BRIEF:
Identify every line in the records below that contains the string "floral", and copy each such line in full. Matching is case-sensitive.

DATA FOR THIS TASK:
.....

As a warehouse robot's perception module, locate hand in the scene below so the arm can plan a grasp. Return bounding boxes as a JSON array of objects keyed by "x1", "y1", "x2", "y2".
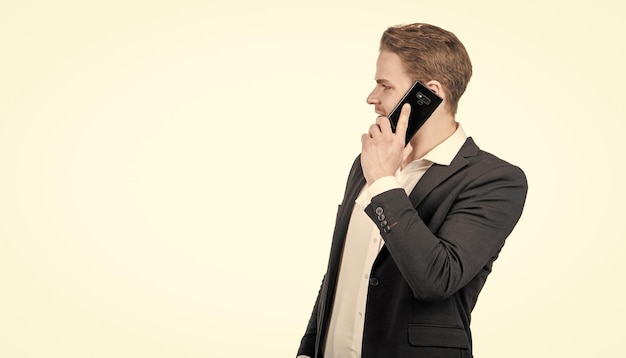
[{"x1": 361, "y1": 103, "x2": 411, "y2": 185}]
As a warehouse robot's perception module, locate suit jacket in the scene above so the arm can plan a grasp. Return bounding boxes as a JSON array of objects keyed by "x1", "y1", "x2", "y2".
[{"x1": 298, "y1": 138, "x2": 527, "y2": 358}]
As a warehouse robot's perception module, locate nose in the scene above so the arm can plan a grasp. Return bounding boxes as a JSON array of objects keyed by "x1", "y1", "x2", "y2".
[{"x1": 366, "y1": 88, "x2": 380, "y2": 104}]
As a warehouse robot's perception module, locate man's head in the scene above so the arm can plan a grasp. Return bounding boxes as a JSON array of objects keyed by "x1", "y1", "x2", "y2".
[{"x1": 372, "y1": 24, "x2": 472, "y2": 114}]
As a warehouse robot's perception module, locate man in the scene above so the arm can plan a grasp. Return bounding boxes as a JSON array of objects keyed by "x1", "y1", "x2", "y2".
[{"x1": 298, "y1": 24, "x2": 527, "y2": 358}]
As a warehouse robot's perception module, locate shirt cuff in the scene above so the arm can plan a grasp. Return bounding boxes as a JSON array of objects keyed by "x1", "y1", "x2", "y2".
[{"x1": 355, "y1": 176, "x2": 401, "y2": 209}]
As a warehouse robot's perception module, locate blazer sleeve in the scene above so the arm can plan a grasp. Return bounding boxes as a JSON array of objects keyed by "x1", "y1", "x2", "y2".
[
  {"x1": 297, "y1": 280, "x2": 324, "y2": 357},
  {"x1": 365, "y1": 163, "x2": 527, "y2": 301}
]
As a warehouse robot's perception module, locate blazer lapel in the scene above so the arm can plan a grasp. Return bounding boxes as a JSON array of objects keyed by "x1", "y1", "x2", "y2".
[{"x1": 409, "y1": 137, "x2": 480, "y2": 208}]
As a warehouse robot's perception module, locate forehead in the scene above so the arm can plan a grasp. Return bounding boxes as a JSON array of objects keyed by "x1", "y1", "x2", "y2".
[{"x1": 375, "y1": 51, "x2": 410, "y2": 82}]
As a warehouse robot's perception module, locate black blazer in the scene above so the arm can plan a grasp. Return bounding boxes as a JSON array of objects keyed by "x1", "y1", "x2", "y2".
[{"x1": 298, "y1": 138, "x2": 527, "y2": 358}]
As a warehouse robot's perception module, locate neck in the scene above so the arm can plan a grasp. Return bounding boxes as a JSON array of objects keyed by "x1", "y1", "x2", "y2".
[{"x1": 402, "y1": 113, "x2": 458, "y2": 168}]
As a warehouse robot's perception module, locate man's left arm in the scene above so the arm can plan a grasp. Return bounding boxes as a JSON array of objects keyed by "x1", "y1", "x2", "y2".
[{"x1": 365, "y1": 163, "x2": 527, "y2": 301}]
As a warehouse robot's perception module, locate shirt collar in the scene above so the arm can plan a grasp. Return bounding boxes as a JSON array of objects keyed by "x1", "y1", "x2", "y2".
[{"x1": 422, "y1": 123, "x2": 467, "y2": 165}]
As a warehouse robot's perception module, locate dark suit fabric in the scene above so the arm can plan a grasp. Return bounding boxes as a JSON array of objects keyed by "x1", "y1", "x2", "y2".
[{"x1": 298, "y1": 138, "x2": 527, "y2": 358}]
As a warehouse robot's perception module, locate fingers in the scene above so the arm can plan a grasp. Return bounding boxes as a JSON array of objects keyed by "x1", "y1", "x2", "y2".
[{"x1": 396, "y1": 103, "x2": 411, "y2": 140}]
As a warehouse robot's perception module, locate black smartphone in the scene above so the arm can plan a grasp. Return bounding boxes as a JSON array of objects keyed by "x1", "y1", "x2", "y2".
[{"x1": 387, "y1": 81, "x2": 443, "y2": 144}]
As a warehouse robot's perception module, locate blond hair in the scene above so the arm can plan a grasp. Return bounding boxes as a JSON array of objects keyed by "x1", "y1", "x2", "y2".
[{"x1": 380, "y1": 23, "x2": 472, "y2": 114}]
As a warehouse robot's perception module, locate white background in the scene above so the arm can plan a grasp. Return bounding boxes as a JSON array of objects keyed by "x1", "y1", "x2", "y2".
[{"x1": 0, "y1": 0, "x2": 626, "y2": 358}]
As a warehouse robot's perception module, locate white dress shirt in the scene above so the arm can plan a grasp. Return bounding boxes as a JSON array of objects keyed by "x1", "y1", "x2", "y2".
[{"x1": 324, "y1": 124, "x2": 467, "y2": 358}]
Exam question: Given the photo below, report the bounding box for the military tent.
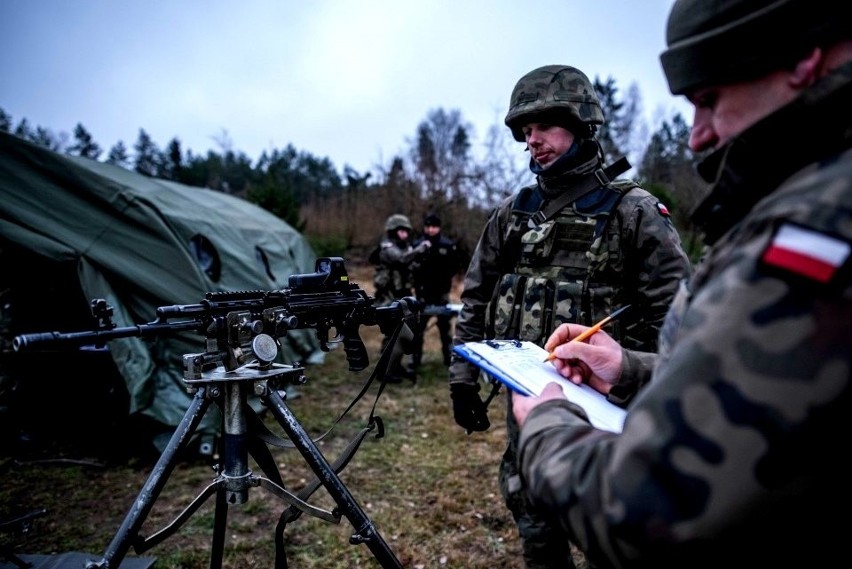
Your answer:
[0,132,322,454]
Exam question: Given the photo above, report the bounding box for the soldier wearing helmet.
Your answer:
[513,0,852,569]
[371,213,431,383]
[449,65,690,569]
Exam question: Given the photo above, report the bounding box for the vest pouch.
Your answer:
[553,281,588,329]
[519,278,554,343]
[489,273,526,338]
[521,221,556,265]
[589,286,620,324]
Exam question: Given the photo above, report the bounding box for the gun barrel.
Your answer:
[12,320,198,352]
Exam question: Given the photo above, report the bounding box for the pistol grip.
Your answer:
[343,333,370,371]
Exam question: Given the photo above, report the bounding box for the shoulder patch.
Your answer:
[760,223,852,284]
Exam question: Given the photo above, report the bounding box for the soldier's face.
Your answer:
[687,70,797,152]
[522,123,574,169]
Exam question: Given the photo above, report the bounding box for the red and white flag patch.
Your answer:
[762,223,852,283]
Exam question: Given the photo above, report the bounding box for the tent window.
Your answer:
[254,247,275,281]
[189,233,222,282]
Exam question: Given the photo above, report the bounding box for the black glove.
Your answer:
[450,383,491,433]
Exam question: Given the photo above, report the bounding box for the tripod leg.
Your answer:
[210,488,228,569]
[264,389,403,569]
[86,387,215,569]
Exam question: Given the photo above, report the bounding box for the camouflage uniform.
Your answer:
[371,214,429,383]
[519,12,852,568]
[449,68,689,568]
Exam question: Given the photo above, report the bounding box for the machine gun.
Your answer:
[12,257,419,374]
[12,257,420,569]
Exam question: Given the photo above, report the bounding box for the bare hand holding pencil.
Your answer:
[544,304,630,362]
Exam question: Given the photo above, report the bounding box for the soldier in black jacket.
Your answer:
[412,213,461,368]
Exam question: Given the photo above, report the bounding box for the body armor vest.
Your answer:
[488,181,635,345]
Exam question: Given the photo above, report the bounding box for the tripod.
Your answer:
[86,354,402,569]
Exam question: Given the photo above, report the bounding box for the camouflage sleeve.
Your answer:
[449,197,514,384]
[379,240,428,266]
[519,185,852,567]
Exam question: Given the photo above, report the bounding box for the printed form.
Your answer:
[454,340,627,433]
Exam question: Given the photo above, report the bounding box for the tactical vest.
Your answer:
[488,180,636,344]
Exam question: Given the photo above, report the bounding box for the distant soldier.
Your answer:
[412,213,461,370]
[514,0,852,569]
[449,65,690,569]
[371,213,431,383]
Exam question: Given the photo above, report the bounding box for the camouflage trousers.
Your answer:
[500,390,575,569]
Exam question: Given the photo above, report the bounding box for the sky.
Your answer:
[0,0,692,173]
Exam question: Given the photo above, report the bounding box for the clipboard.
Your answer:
[453,340,627,433]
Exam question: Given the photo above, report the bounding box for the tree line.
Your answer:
[0,73,706,258]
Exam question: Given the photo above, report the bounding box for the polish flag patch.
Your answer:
[761,223,852,283]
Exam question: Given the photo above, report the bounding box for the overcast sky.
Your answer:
[0,0,692,173]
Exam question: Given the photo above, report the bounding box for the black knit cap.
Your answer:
[660,0,852,95]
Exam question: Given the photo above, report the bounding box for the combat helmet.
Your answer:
[660,0,852,95]
[385,213,412,231]
[505,65,604,142]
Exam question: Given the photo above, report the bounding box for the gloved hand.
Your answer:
[450,383,491,433]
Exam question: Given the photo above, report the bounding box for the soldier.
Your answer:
[449,65,690,569]
[412,213,460,369]
[514,0,852,568]
[370,213,431,383]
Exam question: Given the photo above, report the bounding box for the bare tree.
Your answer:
[410,108,475,204]
[66,123,101,160]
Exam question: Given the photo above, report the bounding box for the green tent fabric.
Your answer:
[0,132,322,450]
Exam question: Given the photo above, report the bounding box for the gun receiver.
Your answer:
[12,257,419,376]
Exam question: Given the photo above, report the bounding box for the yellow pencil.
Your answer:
[544,304,630,362]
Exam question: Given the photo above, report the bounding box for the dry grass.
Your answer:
[0,267,523,569]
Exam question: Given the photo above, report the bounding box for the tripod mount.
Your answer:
[13,257,419,569]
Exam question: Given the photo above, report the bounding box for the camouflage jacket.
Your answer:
[449,153,690,403]
[373,237,428,306]
[519,63,852,568]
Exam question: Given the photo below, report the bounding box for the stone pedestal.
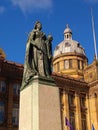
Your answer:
[19,77,61,130]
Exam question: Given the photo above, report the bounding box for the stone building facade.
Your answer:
[0,25,98,130]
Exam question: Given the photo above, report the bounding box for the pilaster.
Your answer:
[86,95,91,130]
[75,93,82,130]
[7,83,13,130]
[62,90,69,130]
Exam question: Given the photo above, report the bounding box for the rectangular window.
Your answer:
[69,59,72,69]
[57,62,60,72]
[80,95,86,108]
[64,60,69,69]
[69,111,75,130]
[68,94,74,106]
[13,84,20,95]
[78,60,81,70]
[12,104,19,125]
[0,102,4,124]
[0,81,6,92]
[81,113,87,130]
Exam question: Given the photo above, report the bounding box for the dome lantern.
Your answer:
[64,24,72,40]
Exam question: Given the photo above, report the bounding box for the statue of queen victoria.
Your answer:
[21,21,53,89]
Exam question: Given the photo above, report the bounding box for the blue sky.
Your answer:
[0,0,98,64]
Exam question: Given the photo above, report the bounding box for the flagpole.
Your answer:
[91,8,98,60]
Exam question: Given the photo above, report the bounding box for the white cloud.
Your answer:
[11,0,52,12]
[0,6,5,14]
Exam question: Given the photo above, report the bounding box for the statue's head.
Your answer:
[34,21,42,30]
[47,34,53,41]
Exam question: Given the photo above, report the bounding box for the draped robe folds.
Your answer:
[22,30,49,88]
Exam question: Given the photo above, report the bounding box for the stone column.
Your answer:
[75,92,82,130]
[86,95,91,130]
[19,76,61,130]
[62,90,69,130]
[90,94,98,130]
[7,83,13,130]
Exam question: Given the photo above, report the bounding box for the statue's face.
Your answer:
[37,23,42,30]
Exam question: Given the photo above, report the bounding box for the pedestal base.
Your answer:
[19,75,61,130]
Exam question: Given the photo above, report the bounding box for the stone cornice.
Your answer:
[52,73,89,93]
[0,60,23,79]
[53,52,87,61]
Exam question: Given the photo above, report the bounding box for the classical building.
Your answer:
[0,49,23,130]
[0,25,98,130]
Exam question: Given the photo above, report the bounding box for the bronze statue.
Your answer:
[22,21,53,88]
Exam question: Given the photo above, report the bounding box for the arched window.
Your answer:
[0,101,5,124]
[0,81,6,92]
[13,83,20,95]
[12,104,19,125]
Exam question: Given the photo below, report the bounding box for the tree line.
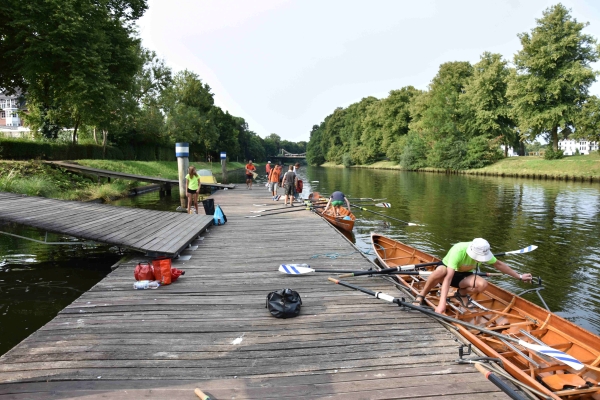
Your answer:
[307,4,600,169]
[0,0,306,161]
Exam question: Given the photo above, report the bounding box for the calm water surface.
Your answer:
[0,167,600,354]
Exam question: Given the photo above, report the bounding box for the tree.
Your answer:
[459,52,516,156]
[163,70,219,154]
[0,0,147,143]
[507,4,599,152]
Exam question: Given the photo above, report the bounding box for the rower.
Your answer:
[414,238,532,314]
[323,191,350,217]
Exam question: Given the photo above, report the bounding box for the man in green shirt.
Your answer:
[414,238,532,314]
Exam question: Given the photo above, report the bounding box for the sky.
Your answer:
[138,0,600,142]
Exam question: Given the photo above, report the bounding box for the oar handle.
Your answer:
[194,388,211,400]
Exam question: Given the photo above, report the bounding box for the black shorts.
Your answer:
[450,272,473,288]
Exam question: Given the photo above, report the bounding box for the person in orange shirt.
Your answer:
[246,160,256,189]
[269,165,281,201]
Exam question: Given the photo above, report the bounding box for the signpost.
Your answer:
[221,151,227,183]
[175,143,190,211]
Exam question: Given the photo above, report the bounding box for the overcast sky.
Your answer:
[139,0,600,141]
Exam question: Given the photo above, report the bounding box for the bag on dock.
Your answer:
[266,289,302,318]
[133,262,154,281]
[152,258,171,285]
[213,205,227,225]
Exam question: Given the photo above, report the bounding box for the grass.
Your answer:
[467,151,600,177]
[0,160,250,201]
[77,160,246,179]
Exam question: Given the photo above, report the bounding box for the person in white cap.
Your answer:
[413,238,532,314]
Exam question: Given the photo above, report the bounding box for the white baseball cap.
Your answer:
[467,238,494,262]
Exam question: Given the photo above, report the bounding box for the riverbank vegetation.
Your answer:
[0,160,245,201]
[307,4,600,170]
[0,0,306,162]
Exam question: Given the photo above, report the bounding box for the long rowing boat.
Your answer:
[308,192,356,233]
[371,233,600,400]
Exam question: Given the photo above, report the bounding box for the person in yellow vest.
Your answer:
[185,166,201,214]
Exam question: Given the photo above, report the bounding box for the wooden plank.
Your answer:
[0,190,504,400]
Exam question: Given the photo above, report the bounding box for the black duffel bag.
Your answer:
[266,289,302,318]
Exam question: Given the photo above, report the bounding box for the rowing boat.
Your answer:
[315,207,356,232]
[371,233,600,400]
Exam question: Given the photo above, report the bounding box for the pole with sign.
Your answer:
[175,143,190,211]
[221,151,227,183]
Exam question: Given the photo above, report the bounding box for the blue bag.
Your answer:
[213,205,227,225]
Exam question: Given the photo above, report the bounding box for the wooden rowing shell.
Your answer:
[315,207,356,232]
[371,233,600,400]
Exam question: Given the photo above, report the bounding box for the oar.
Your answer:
[279,264,364,275]
[340,245,537,278]
[350,204,424,226]
[244,207,309,218]
[327,278,585,371]
[339,268,504,278]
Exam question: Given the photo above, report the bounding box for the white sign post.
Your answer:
[175,143,190,211]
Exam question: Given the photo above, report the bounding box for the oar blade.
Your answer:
[279,264,315,275]
[505,244,537,254]
[519,340,585,371]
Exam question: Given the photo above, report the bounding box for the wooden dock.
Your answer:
[44,161,236,191]
[0,192,213,257]
[0,188,508,400]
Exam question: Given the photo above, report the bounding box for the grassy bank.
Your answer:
[0,160,245,201]
[323,152,600,180]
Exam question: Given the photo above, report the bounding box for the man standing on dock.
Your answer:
[246,160,256,189]
[413,238,533,314]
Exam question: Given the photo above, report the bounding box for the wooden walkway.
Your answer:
[44,161,236,190]
[0,192,213,257]
[0,188,507,400]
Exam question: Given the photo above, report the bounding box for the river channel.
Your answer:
[0,167,600,354]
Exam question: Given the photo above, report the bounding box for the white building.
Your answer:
[558,139,598,156]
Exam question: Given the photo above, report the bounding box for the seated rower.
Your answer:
[413,238,532,314]
[323,191,350,217]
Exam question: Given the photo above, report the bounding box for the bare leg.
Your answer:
[419,265,446,304]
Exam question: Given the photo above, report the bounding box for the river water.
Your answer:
[0,167,600,354]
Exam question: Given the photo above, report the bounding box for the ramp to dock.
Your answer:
[0,192,213,257]
[44,161,236,189]
[0,189,507,400]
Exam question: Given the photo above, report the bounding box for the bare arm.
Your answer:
[492,260,533,282]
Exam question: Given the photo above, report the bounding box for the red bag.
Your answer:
[133,262,154,281]
[171,268,185,282]
[152,258,171,285]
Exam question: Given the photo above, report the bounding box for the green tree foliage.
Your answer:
[0,0,147,142]
[508,4,598,152]
[459,52,517,156]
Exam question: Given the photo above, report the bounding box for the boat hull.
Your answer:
[371,233,600,399]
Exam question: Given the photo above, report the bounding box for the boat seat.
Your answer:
[542,374,587,391]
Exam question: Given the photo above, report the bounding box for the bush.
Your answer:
[0,139,175,161]
[544,146,564,160]
[342,153,352,168]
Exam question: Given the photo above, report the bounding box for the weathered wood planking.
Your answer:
[0,188,507,400]
[0,192,213,257]
[44,161,236,189]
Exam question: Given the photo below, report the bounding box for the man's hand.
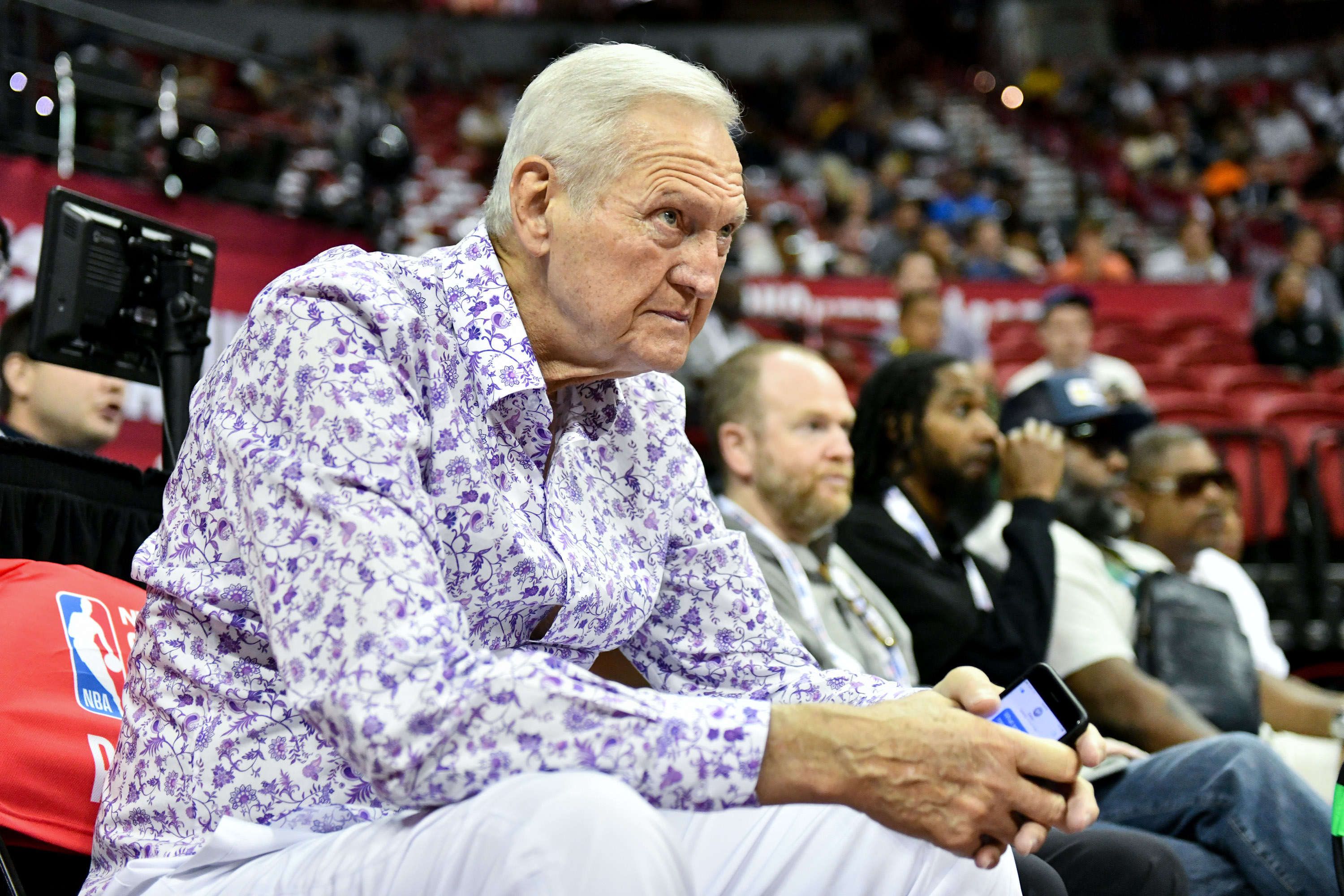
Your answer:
[999,419,1064,501]
[757,669,1103,868]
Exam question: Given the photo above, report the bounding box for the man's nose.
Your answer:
[669,230,723,301]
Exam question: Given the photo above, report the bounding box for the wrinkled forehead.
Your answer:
[621,101,746,210]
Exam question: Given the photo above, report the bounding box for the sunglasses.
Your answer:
[1136,470,1236,498]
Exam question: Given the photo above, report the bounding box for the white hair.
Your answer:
[485,43,742,237]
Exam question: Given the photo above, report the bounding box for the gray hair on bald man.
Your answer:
[485,43,742,237]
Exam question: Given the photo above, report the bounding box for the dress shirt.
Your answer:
[85,228,909,893]
[836,495,1055,685]
[724,517,919,681]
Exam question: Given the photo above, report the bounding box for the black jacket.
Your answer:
[836,495,1055,685]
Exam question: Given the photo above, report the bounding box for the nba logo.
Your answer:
[56,591,126,719]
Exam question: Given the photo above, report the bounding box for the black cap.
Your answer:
[1040,285,1097,317]
[999,374,1154,448]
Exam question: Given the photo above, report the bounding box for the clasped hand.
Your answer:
[757,666,1106,868]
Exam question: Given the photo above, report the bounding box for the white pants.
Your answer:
[134,772,1021,896]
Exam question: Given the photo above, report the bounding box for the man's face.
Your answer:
[4,355,126,451]
[1038,304,1093,371]
[917,362,999,481]
[1055,438,1129,541]
[896,253,942,296]
[750,351,853,538]
[900,294,942,352]
[1126,441,1230,553]
[530,101,746,376]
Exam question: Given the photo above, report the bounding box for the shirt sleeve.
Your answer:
[220,262,899,809]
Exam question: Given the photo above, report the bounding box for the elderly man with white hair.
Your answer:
[83,44,1102,896]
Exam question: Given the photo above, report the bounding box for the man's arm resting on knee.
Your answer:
[1259,672,1344,737]
[757,668,1103,868]
[1064,657,1219,752]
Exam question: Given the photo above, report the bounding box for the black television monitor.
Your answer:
[28,187,216,394]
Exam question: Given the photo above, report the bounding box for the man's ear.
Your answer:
[508,156,560,258]
[0,352,34,401]
[718,423,755,482]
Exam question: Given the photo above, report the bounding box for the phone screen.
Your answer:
[989,681,1067,740]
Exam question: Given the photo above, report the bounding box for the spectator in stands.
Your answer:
[1144,215,1231,284]
[1251,262,1344,372]
[1050,222,1134,284]
[837,353,1063,684]
[891,292,942,355]
[929,168,995,234]
[891,251,993,380]
[962,389,1339,895]
[706,343,1185,896]
[1004,286,1148,402]
[868,199,923,277]
[961,216,1023,280]
[1253,224,1344,331]
[0,305,126,454]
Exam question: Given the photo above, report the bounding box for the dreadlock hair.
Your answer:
[849,352,957,497]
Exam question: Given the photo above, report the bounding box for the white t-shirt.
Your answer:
[1004,353,1148,403]
[965,501,1289,678]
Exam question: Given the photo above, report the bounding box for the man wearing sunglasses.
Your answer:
[965,375,1333,896]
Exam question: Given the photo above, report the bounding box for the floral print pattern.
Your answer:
[85,230,907,893]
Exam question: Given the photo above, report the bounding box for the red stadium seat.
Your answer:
[1134,364,1204,392]
[993,343,1046,364]
[1153,392,1236,426]
[1309,427,1344,540]
[1246,392,1344,465]
[989,321,1036,345]
[1093,321,1153,355]
[1204,427,1293,544]
[1097,337,1165,364]
[1152,312,1245,344]
[995,363,1027,395]
[1204,364,1306,406]
[1163,343,1255,367]
[1310,367,1344,395]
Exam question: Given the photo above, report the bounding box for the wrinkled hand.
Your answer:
[757,669,1102,868]
[999,419,1064,501]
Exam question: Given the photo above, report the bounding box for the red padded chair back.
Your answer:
[1310,429,1344,538]
[1204,364,1306,406]
[1152,392,1235,426]
[1204,427,1293,544]
[1247,392,1344,465]
[1163,343,1255,367]
[0,560,145,854]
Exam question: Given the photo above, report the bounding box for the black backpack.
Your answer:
[1134,572,1261,733]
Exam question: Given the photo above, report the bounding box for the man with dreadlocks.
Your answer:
[837,353,1063,684]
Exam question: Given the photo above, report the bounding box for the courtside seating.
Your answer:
[1204,364,1306,407]
[1246,392,1344,466]
[1152,392,1236,426]
[1202,426,1296,547]
[1163,343,1255,367]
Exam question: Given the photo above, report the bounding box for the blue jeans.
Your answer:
[1097,733,1337,896]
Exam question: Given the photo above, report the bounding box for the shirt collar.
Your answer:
[435,222,546,407]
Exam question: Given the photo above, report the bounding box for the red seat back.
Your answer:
[1152,392,1234,426]
[0,560,145,854]
[1204,427,1293,544]
[1247,392,1344,465]
[1312,429,1344,538]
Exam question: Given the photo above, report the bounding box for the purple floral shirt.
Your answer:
[85,230,907,893]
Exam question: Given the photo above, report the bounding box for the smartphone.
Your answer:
[989,662,1087,747]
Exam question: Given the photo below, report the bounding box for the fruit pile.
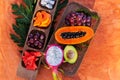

.....

EXPECTED OUTPUT:
Exam question: Given the photo above, report the bounding box for the floral print pattern.
Exam question: Given the photo above, report the bounding box for the purple floral shirt.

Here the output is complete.